AIM:
Rewrite the data, from the line containing "of the carpeted" through the end, as a two-column CSV with the header row instruction,coordinates. Give one row per instruction, putting its text and its answer each in a single quoted field and turning line breaks into spaces.

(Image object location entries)
## Start

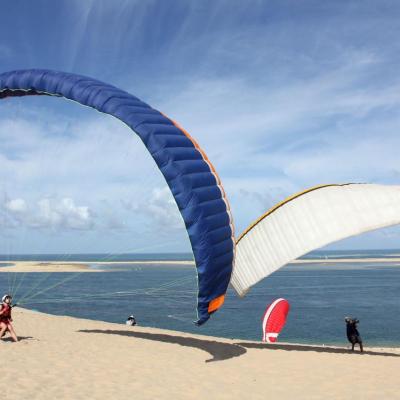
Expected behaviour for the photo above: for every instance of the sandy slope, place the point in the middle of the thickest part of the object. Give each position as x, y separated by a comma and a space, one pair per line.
68, 358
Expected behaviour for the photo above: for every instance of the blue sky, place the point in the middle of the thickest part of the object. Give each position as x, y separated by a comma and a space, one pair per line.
282, 95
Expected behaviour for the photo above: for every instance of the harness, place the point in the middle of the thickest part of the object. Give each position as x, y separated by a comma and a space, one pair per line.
5, 316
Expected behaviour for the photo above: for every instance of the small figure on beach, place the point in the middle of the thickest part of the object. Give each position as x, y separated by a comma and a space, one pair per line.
5, 318
352, 332
131, 321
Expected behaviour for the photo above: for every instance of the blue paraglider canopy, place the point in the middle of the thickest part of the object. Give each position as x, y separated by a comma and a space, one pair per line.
191, 177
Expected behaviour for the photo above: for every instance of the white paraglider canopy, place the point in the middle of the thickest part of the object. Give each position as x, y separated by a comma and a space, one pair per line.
310, 220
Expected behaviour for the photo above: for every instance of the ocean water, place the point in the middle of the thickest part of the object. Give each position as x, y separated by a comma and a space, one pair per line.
164, 296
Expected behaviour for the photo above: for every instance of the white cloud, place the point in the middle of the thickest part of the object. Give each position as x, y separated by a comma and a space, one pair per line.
48, 214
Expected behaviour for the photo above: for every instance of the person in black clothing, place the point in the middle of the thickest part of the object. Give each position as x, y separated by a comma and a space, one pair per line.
352, 333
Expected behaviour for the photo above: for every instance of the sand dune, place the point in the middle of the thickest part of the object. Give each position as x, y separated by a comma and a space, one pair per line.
68, 358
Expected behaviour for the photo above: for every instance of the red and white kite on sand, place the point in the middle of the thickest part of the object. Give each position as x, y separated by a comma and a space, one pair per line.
274, 319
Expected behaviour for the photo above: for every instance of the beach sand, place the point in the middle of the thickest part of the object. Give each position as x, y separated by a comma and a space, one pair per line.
69, 358
84, 266
78, 266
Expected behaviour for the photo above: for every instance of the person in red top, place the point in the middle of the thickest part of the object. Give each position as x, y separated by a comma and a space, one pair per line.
5, 318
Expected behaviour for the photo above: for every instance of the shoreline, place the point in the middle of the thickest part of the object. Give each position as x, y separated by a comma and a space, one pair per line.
105, 360
85, 266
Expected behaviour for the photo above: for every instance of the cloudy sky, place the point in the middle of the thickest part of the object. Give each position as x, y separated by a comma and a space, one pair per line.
282, 95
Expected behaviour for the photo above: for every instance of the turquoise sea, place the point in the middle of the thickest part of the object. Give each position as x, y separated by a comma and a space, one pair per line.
164, 296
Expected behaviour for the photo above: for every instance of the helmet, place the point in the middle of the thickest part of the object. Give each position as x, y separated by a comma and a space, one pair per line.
3, 299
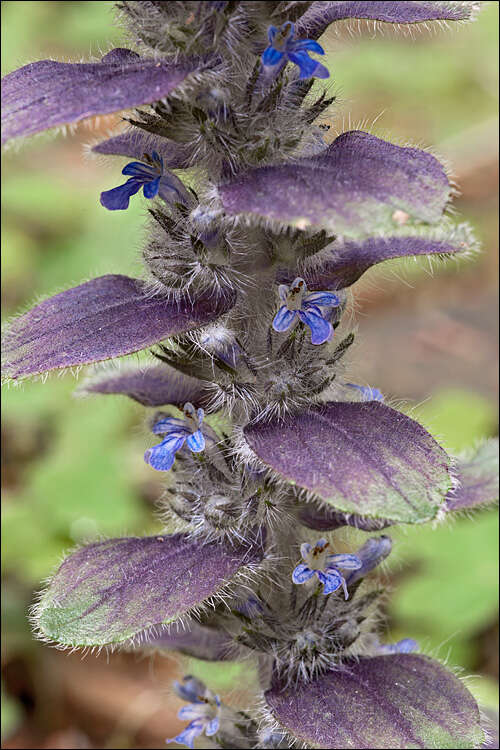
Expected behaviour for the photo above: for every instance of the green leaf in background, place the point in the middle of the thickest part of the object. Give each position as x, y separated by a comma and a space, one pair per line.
82, 486
450, 571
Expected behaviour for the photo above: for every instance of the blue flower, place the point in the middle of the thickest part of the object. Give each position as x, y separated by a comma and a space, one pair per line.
177, 432
405, 646
154, 181
306, 308
283, 48
318, 561
202, 712
369, 394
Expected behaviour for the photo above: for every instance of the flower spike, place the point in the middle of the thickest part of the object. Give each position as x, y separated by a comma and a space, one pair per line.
318, 561
306, 307
203, 711
176, 432
154, 180
284, 48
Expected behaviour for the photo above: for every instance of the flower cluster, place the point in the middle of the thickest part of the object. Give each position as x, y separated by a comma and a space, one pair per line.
274, 443
202, 711
318, 561
176, 432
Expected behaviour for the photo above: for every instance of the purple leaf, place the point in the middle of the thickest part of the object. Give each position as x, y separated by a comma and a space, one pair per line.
362, 458
103, 318
321, 519
150, 386
111, 591
345, 262
196, 640
358, 184
135, 143
321, 14
48, 93
478, 475
396, 701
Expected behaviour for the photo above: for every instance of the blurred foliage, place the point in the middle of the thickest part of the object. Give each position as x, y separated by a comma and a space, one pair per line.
72, 468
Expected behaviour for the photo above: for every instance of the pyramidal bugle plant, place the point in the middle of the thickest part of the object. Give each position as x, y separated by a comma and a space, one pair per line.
259, 224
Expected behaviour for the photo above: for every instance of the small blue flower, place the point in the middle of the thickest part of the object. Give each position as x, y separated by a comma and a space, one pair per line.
202, 712
369, 394
283, 48
177, 432
154, 181
306, 308
318, 561
405, 646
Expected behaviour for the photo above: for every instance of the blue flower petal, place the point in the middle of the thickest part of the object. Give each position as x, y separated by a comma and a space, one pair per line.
151, 188
271, 33
196, 441
306, 44
212, 727
321, 329
369, 394
158, 460
138, 169
284, 319
168, 424
406, 646
271, 56
161, 457
325, 299
344, 561
305, 548
118, 198
331, 579
189, 712
302, 573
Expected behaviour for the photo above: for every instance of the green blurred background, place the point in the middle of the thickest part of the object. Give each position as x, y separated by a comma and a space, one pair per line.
72, 468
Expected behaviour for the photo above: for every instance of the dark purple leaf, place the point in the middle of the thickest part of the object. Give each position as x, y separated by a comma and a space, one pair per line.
196, 640
150, 386
362, 458
345, 262
103, 318
396, 701
478, 476
321, 14
358, 184
48, 93
490, 726
111, 591
135, 143
321, 519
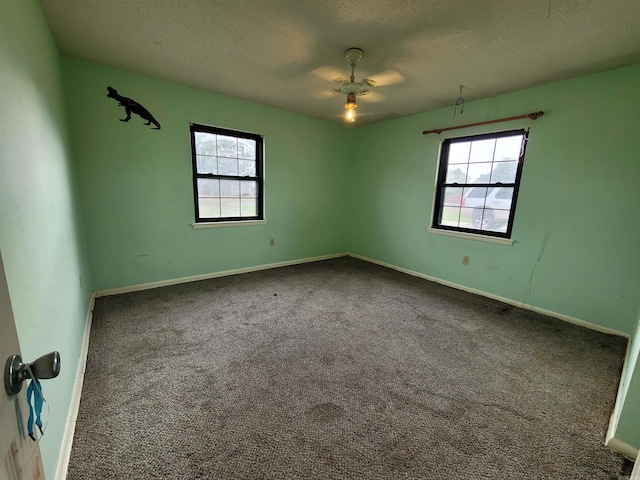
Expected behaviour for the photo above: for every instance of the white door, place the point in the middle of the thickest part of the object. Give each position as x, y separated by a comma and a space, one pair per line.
19, 455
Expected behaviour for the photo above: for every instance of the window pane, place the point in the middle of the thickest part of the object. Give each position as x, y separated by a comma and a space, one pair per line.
450, 216
209, 207
227, 146
248, 207
508, 148
465, 217
248, 189
205, 143
459, 152
246, 148
504, 172
208, 187
482, 150
208, 201
453, 196
227, 166
230, 207
456, 174
247, 168
479, 173
206, 164
230, 188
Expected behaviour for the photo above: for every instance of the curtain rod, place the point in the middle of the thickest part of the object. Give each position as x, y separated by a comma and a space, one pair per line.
532, 116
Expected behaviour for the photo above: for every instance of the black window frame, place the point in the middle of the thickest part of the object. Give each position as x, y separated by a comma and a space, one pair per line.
441, 184
258, 178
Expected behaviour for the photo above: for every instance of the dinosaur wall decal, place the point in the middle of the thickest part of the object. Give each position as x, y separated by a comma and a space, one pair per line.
131, 106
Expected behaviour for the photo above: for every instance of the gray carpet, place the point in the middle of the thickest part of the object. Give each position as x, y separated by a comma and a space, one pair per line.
340, 369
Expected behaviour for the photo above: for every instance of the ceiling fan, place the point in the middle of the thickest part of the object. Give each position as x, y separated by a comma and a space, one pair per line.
351, 88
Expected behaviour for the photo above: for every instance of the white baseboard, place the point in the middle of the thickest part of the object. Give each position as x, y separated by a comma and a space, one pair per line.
515, 303
72, 415
623, 448
206, 276
635, 475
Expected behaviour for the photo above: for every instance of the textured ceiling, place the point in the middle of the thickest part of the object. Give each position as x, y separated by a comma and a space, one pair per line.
284, 53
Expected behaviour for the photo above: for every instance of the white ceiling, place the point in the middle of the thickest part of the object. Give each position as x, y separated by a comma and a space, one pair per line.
276, 52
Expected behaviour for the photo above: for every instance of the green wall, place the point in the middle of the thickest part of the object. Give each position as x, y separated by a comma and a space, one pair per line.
577, 210
40, 237
137, 194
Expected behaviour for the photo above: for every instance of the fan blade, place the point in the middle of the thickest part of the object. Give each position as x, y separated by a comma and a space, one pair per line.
382, 79
371, 97
329, 73
325, 94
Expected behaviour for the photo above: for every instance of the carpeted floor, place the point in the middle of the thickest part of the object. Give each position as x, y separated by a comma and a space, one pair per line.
340, 369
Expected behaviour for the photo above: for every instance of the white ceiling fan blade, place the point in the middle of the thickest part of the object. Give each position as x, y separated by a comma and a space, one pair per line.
324, 94
371, 97
382, 79
329, 73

## End

FULL OUTPUT:
instruction,coordinates
"Expected behaviour for the photo above: for every instance of the carpeted floor, place the point in the middle of the thickest part of the object. Give each position as x, y separated by a comma and a space, one pair per line.","340, 369"
"Expected behaviour for the photo above: for every instance of the white ceiling fan blade, place the point in the middle of the thickest part of the object. Give each position as x, y separated by a comma and a space, one pair per line.","324, 94 371, 97 382, 79 329, 73"